===== INPUT =====
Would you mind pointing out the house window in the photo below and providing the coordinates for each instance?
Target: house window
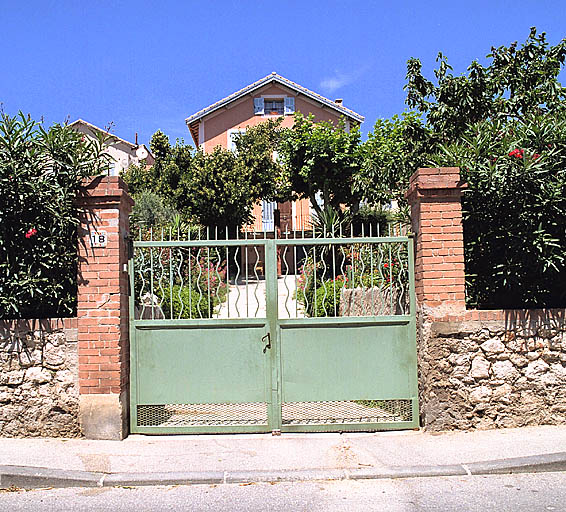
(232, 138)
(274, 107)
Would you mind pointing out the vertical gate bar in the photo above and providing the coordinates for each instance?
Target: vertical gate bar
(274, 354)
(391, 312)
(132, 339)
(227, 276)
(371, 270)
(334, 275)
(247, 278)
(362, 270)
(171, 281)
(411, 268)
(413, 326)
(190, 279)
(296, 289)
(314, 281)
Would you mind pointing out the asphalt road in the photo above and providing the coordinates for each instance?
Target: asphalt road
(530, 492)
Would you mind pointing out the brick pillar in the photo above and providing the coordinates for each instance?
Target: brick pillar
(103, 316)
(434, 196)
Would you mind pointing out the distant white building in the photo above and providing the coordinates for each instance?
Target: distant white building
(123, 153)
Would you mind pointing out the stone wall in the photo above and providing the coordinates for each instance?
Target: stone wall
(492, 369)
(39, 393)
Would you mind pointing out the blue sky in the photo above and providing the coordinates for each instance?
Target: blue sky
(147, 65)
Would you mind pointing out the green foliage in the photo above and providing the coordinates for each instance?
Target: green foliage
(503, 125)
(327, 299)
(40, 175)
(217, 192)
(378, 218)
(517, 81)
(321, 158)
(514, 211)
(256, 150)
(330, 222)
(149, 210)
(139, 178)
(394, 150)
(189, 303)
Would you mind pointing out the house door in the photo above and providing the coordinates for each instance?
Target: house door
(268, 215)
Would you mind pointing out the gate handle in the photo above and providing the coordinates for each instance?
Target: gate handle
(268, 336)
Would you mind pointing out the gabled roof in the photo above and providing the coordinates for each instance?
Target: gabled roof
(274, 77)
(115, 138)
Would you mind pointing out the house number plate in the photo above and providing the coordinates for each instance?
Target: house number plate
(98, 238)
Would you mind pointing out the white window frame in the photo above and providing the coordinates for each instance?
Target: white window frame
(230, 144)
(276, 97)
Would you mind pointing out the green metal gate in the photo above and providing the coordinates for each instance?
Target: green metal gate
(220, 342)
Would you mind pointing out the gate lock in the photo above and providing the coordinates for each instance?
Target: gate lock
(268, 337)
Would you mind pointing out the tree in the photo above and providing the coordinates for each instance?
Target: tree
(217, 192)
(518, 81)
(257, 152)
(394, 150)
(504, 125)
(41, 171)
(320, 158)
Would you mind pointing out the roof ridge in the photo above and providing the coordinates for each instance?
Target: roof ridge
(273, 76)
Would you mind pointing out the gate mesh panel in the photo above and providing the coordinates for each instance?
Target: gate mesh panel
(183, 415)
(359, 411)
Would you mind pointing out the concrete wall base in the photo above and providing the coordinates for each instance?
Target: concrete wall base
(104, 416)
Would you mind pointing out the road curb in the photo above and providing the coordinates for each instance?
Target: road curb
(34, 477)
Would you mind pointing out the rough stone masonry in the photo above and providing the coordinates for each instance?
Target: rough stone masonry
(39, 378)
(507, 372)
=====
===== INPUT =====
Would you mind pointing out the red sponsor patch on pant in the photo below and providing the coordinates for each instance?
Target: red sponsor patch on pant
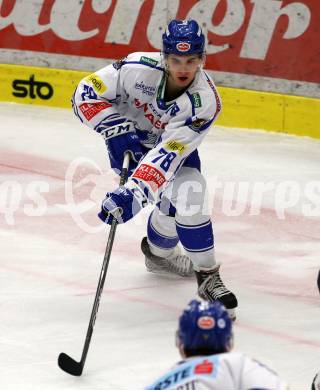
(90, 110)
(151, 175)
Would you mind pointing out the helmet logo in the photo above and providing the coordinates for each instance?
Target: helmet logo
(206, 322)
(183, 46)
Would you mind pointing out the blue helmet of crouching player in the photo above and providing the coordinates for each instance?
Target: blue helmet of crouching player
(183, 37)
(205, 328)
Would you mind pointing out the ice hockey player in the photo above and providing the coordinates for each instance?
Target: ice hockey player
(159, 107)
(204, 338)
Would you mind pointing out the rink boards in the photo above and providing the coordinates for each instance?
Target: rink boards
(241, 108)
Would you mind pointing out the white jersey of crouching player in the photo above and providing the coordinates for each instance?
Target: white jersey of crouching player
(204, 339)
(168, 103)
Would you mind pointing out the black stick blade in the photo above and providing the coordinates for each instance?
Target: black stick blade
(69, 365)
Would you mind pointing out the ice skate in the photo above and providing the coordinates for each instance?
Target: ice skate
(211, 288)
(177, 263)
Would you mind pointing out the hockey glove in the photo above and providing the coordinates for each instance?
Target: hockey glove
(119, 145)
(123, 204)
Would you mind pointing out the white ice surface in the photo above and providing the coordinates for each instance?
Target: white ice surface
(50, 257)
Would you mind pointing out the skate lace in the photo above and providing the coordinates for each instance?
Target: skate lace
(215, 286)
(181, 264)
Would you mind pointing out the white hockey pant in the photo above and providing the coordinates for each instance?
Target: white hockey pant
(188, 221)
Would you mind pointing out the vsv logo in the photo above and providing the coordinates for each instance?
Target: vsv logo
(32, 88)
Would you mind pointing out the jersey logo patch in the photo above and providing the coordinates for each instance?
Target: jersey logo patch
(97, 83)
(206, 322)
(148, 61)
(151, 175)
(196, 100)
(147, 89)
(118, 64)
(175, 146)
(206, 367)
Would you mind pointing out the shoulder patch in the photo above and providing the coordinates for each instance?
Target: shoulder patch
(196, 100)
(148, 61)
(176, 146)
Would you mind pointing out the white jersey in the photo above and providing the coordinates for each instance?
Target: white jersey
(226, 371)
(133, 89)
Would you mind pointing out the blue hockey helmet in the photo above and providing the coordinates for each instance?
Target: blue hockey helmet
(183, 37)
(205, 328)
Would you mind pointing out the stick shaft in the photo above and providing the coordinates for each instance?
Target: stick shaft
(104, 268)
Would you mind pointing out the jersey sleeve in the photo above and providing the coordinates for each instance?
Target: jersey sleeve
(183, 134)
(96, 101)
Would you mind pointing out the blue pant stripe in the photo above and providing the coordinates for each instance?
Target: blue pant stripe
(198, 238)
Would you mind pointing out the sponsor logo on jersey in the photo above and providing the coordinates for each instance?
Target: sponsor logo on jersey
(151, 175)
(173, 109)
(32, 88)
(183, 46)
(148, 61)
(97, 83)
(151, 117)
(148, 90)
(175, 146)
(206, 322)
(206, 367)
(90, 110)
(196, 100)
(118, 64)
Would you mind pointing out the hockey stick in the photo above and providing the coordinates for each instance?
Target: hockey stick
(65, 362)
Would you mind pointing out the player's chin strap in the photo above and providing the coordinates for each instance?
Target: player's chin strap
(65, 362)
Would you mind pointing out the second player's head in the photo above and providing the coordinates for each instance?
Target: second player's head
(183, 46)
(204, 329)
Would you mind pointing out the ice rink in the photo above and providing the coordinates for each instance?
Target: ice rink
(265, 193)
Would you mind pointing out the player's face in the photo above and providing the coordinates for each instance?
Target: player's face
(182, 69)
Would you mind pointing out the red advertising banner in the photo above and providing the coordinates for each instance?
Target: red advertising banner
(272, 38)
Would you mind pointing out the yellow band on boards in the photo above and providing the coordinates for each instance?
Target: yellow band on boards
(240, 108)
=====
### WHAT YOU ARE ASKED TO DO:
Please output exactly the lines between the one holding "Target: black stick blade" and the one holding "Would you mind pointing out the sponsor" in the records above, inclusive, and nothing more.

### OUTPUT FOR THIS EXERCISE:
Target: black stick blade
(69, 365)
Would you mind pointing out the ice skate in the photo above and providing the coordinates for each instance?
Target: ice skate
(211, 288)
(177, 263)
Would you mind pointing out the hockey glove in the photo above and providing the coordinates for each instance?
Target: hockey glove
(119, 145)
(123, 204)
Would you mind pointing out the white ice surface in the photo above and providing the coordinates for each instance?
Target: white ice surface
(50, 257)
Would you mind pointing out the skate lace in the photo above and providing the coordinates for each instance?
Target: skate lace
(215, 286)
(181, 264)
Would you mind pointing out the white hockey pant in the photo above and providing the coordinates for each instance?
Target: white hockey pant
(188, 221)
Would you mind pointing out the vsv logo in the photo above and providing the coordinates for each instance?
Target: vsv logo
(32, 88)
Would you mind pointing out the jersey logo patch in the photo above and providing the coordinates for each instance?
Target: jersey logo patch
(97, 83)
(206, 322)
(148, 61)
(151, 175)
(196, 100)
(147, 89)
(118, 64)
(175, 146)
(206, 367)
Would you mind pointing out the shoulder patch in the photo above and providing the coordinates for each instance?
Target: shoulder patch
(196, 100)
(148, 61)
(176, 146)
Would you mind pointing out the white jersey in the photo above and providing the coordinates for each instance?
Target: white jersey
(226, 371)
(133, 89)
Would you mind pointing out the blue hockey helmet in the photo above and providing the coordinates for each instance?
Target: blue hockey helmet
(183, 37)
(205, 328)
Would you mind pointing out the stick shaft in the photo above and providing the coordinates for each instance?
Target: stick shaft
(104, 268)
Would you mind pointing out the jersey sleeve in the photo above and providing the coordinates for each instance?
Target: jersey sleeve
(183, 134)
(96, 101)
Would you mind pointing out the blue pant stripe in the photo above and providing the coordinates for each instance?
Target: blue pant stripe
(198, 238)
Would you mind pointing out the sponsor logo on jersey in the photo above and providing the coordinates for each instance?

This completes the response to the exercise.